■ **The task**: Write the records below as a JSON list of strings, with one string per line and no blank lines. Omit the pictures.
Start
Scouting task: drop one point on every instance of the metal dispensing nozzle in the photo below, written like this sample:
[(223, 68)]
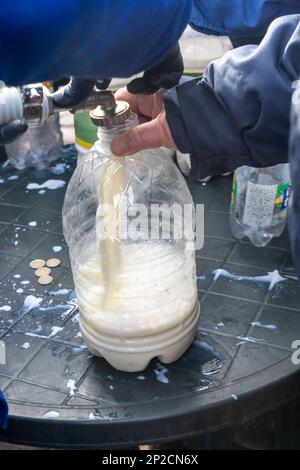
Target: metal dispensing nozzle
[(35, 105), (110, 112)]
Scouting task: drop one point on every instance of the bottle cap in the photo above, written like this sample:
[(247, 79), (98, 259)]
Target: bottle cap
[(110, 114)]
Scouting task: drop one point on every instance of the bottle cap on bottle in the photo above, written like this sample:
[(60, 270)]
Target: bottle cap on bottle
[(110, 114)]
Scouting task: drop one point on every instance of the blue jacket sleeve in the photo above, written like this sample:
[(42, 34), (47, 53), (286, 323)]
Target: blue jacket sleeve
[(294, 208), (3, 412), (238, 114), (239, 18), (43, 40)]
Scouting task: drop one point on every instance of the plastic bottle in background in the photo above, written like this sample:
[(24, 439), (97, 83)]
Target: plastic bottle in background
[(259, 203), (38, 147)]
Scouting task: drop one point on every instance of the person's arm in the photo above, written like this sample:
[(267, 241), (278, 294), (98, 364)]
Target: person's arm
[(243, 21), (42, 40), (238, 114)]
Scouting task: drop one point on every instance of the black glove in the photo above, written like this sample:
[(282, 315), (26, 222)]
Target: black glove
[(164, 75), (76, 91), (11, 131)]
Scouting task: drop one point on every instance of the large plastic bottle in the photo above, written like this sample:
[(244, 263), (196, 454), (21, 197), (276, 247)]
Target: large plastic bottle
[(259, 203), (135, 283)]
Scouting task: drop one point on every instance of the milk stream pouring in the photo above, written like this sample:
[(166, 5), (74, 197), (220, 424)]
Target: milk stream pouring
[(137, 293), (259, 203)]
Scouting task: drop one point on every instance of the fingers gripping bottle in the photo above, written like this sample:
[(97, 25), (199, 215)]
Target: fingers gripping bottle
[(259, 203), (134, 276)]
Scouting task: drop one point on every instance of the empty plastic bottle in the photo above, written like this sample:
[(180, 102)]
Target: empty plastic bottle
[(38, 147), (259, 203)]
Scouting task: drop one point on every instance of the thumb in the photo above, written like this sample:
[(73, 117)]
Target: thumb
[(153, 134)]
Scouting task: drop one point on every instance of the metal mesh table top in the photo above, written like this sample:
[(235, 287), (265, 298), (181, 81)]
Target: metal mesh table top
[(59, 395)]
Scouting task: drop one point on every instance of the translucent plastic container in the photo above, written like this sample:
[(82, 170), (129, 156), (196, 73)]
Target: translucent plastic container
[(136, 287), (259, 203), (38, 147)]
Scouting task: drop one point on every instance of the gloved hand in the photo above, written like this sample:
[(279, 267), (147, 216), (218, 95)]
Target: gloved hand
[(11, 131), (164, 75), (77, 90)]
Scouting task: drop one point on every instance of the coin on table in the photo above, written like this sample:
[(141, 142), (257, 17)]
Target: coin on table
[(37, 263), (44, 280), (42, 272), (53, 262)]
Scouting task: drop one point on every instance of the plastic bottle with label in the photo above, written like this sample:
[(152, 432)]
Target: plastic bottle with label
[(259, 203)]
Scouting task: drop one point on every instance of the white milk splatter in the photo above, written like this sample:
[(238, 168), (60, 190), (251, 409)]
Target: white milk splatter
[(60, 292), (272, 278), (5, 308), (71, 386), (250, 339), (49, 184), (52, 414), (31, 302), (55, 330), (58, 169), (160, 373), (262, 325)]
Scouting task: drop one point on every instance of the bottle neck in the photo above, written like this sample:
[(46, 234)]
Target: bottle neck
[(106, 136)]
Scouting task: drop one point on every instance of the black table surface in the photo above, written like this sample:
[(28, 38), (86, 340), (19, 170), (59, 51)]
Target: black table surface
[(239, 366)]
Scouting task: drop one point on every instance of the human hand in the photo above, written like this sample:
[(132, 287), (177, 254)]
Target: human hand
[(153, 131)]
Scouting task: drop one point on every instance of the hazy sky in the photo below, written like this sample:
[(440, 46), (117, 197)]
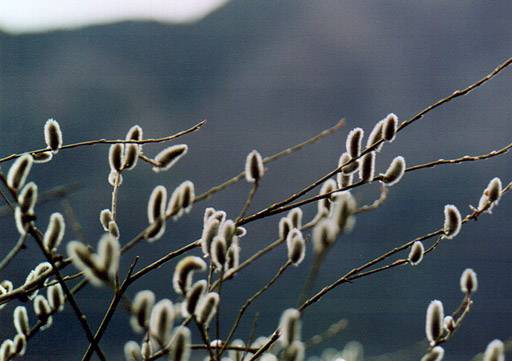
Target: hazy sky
End
■ **In response**:
[
  "Scouting task: drop one point on every instance of the metal dispensing nozzle in the photo below, written like this sample:",
  "[(223, 68)]",
  "Target: metal dispensing nozzle",
  "[(35, 105), (110, 112)]",
  "Scouting task: drop one point on every instance of the bottle cap in the photo above, written like this sample:",
  "[(247, 79), (98, 259)]",
  "Target: bottle cap",
  "[(110, 114)]",
  "Scouting task: drop one point on every instance of the bottle cap on bottle in the photo above, written like this sample:",
  "[(60, 270)]",
  "Target: bottle cap on bottle",
  "[(110, 114)]",
  "Scouting task: drop one point on every instance of the blue jacket sleeve in the photo above, written like this sample:",
  "[(42, 34), (47, 53), (286, 323)]",
  "Target: blue jacket sleeve",
  "[(294, 208), (3, 412), (238, 114), (239, 18), (43, 40)]",
  "Scouting task: drop one point on every instance of the plastic bottle in background in the photo above, written like this sample:",
  "[(24, 439), (97, 83)]",
  "Target: plastic bottle in background",
  "[(259, 203), (38, 147)]",
  "Scouting task: drop one point on every instance of the person's arm in the photo above, written like this sample:",
  "[(267, 241), (278, 294), (98, 364)]",
  "Target: person's arm",
  "[(243, 21), (42, 40), (238, 114)]",
  "Scouting task: drop one point on every instance of the black glove in the photo above, written like this sample:",
  "[(282, 315), (26, 222)]",
  "Target: black glove",
  "[(164, 75), (76, 91), (11, 131)]",
  "Scouting task: drop one point on every instance of the large plastic bottle in the photo above, written like this sample:",
  "[(244, 263), (196, 454), (21, 197), (276, 247)]",
  "Target: large plastic bottle",
  "[(259, 203), (135, 283)]",
  "Scouting task: drop one point on every instance of the milk stream pouring in the photo above, written like this sample:",
  "[(166, 5), (74, 197), (220, 424)]",
  "Target: milk stream pouring",
  "[(137, 293), (259, 203)]",
  "Scouting task: drop one point on every instance of the fingers gripping bottle in the photo above, written like this sample:",
  "[(97, 25), (199, 215)]",
  "Target: fingers gripping bottle",
  "[(259, 203), (134, 276)]",
  "Scouting task: drop one point on every instance of the empty plastic bottle in the photo above, written like this sample:",
  "[(180, 102)]",
  "Target: empty plastic bottle",
  "[(38, 147), (259, 203)]",
  "Scouting task: drop one point on every instance of the thumb in the photo above, written like this sample:",
  "[(73, 117)]",
  "Target: thumb",
  "[(153, 134)]",
  "Scouting task: drop one point on every instance of the metal mesh table top in the photo above, written like this sample:",
  "[(235, 287), (265, 298), (181, 81)]",
  "Target: metal mesh table top",
  "[(59, 395)]",
  "Scouting task: drop one point on every instance of the translucent plastic container in the photo above, written like this sample:",
  "[(82, 170), (129, 156), (196, 73)]",
  "Target: translucent plastic container",
  "[(136, 287), (259, 203), (38, 147)]",
  "Scouting task: drop one point on every instance of the gloved hand in the photo above, written like this sample:",
  "[(279, 267), (147, 216), (218, 95)]",
  "Target: gloved hand",
  "[(11, 131), (164, 75), (77, 90)]",
  "Scouting task: drop one point on every instance of the coin on table in the photo above, written like this sample:",
  "[(141, 142), (257, 17)]",
  "Target: coin on table",
  "[(37, 263), (44, 280), (42, 272), (53, 262)]",
  "Scouting task: drop one point on every instance of the plastic bottle with label in the photo above, written like this sample:",
  "[(152, 432)]",
  "Target: plastic bottle with label",
  "[(259, 203)]",
  "Scouting task: drop one point on every instance of the white milk splatter in the photo above, written like this sample:",
  "[(238, 168), (60, 190), (251, 409)]",
  "Target: white milk splatter",
  "[(60, 292), (272, 278), (5, 308), (71, 386), (250, 339), (49, 184), (52, 414), (31, 302), (55, 330), (58, 169), (160, 373), (262, 325)]",
  "Scouting task: drop one point on every instance of the bottle neck in the photo above, written like this sample:",
  "[(46, 234)]",
  "Target: bottle neck",
  "[(106, 136)]",
  "Scouting task: drop one point on every instance of the black table surface in the photo above, written like this sample:",
  "[(28, 38), (86, 340), (19, 170), (59, 51)]",
  "Target: black table surface",
  "[(239, 366)]",
  "Scouting task: drop one point on every instance of the human hand in the photo above, written like this sample:",
  "[(132, 287), (177, 254)]",
  "Target: human hand",
  "[(153, 131)]",
  "Scouting task: drop one point on every instance of the hazy sky in the photo below, written like this sample:",
  "[(440, 46), (117, 197)]",
  "Target: hazy sky"
]